Article:
═══

Wednesday, July 22, 2009


About a month ago, I started to get nervous about going to North Pacific Yearly Meeting annual session. At first, I just had a sort of general dread and I couldn't figure out why. Eventually I realized that I was worried that I would have to speak in meeting for worship and I was afraid that I would have to say hard things.

Now I feel like I had two separate experiences at the annual session. A part of me had a wonderful time. I enjoyed participating in my worship with music group, traveling with Sarah P, spending time with Friends that I don't get to see very often, and exploring the University of Montana campus. I even liked playing the Holy Spirit in the skit we did for community night, though I felt much more visible than I am usually comfortable with.

The other part of me was filled with increasing dread as the weekend progressed at the thought of having to speak.

By Sunday morning, I was in bad shape. I knew I would have to give a message during the worship that morning, but I had no idea what that would be. Worst of all, I could not feel God, not even to be angry with God. I felt desolate and prayed for words, anything to give me an idea of what I was supposed to say.

After breakfast, my worship with music group met for the final time. In this worship group, we followed a pretty typical worship sharing format, except that instead of speaking, we shared through songs. Out of the silence, one person would suggest a song that spoke to the queries or her condition. We would all sing the song together, then settle back into silence.

The worship with music group was the spiritual highlight of NPYM for me. I love singing with other people and everyone in the group was very tender with each other. But on Sunday morning, about halfway through, I couldn't go on. I moved my chair so that I could pray on my knees as the group continued to sing.

═══

Dataset:
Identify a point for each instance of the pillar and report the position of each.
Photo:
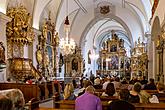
(33, 47)
(3, 20)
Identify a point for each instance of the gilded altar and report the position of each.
(19, 31)
(46, 53)
(113, 57)
(139, 60)
(2, 57)
(73, 64)
(19, 34)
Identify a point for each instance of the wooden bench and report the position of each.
(29, 91)
(70, 104)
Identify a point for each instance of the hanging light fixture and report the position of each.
(67, 45)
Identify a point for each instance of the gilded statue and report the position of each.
(19, 29)
(2, 53)
(39, 55)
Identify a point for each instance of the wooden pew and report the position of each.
(29, 91)
(109, 98)
(151, 106)
(70, 104)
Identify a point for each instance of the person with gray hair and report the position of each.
(88, 101)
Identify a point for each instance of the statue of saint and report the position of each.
(39, 55)
(2, 53)
(75, 64)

═══

Problems and tasks:
1 – In the yearly meeting post, which campus did the writer explore during the annual session?
2 – Retype the passage of the yearly meeting post from "After breakfast, my" to "continued to sing.".
3 – Extend the yearly meeting post, beginning right after its final sentence.

Exercise results:
1 – The University of Montana campus.

2 –
After breakfast, my worship with music group met for the final time. In this worship group, we followed a pretty typical worship sharing format, except that instead of speaking, we shared through songs. Out of the silence, one person would suggest a song that spoke to the queries or her condition. We would all sing the song together, then settle back into silence.

The worship with music group was the spiritual highlight of NPYM for me. I love singing with other people and everyone in the group was very tender with each other. But on Sunday morning, about halfway through, I couldn't go on. I moved my chair so that I could pray on my knees as the group continued to sing.

3 –
A few minutes later, a Friend began to rub my back and I started to cry. I cried because I was tired and angry. I did not want to speak in front of so many people and I still had no idea what I was supposed to say. I wanted God to find someone else, anyone else, to give whatever message I was supposed to give. I wanted to enjoy the music and the worship instead of feeling so wretched.

I felt like God took some pity on me and agreed to give me something to start with. I recently re-read A Testament of Devotion by Thomas Kelly and a particular sentence stood out to me. After my worship group ended, I ran down to the bookstore and found the book in the stacks going back to the bookstore. I wrote down the sentence I had in mind, along with the sentence before and after it.

Before the meeting, I asked a few Friends to hold me in prayer if I did have to speak. I asked two to sit on either side of me and another to sit directly across from me. As soon as I sat down, I felt a little better. I have spoken in meeting before, and sitting in the circle felt familiar. I also felt drained and resigned―I was tired of fighting with God.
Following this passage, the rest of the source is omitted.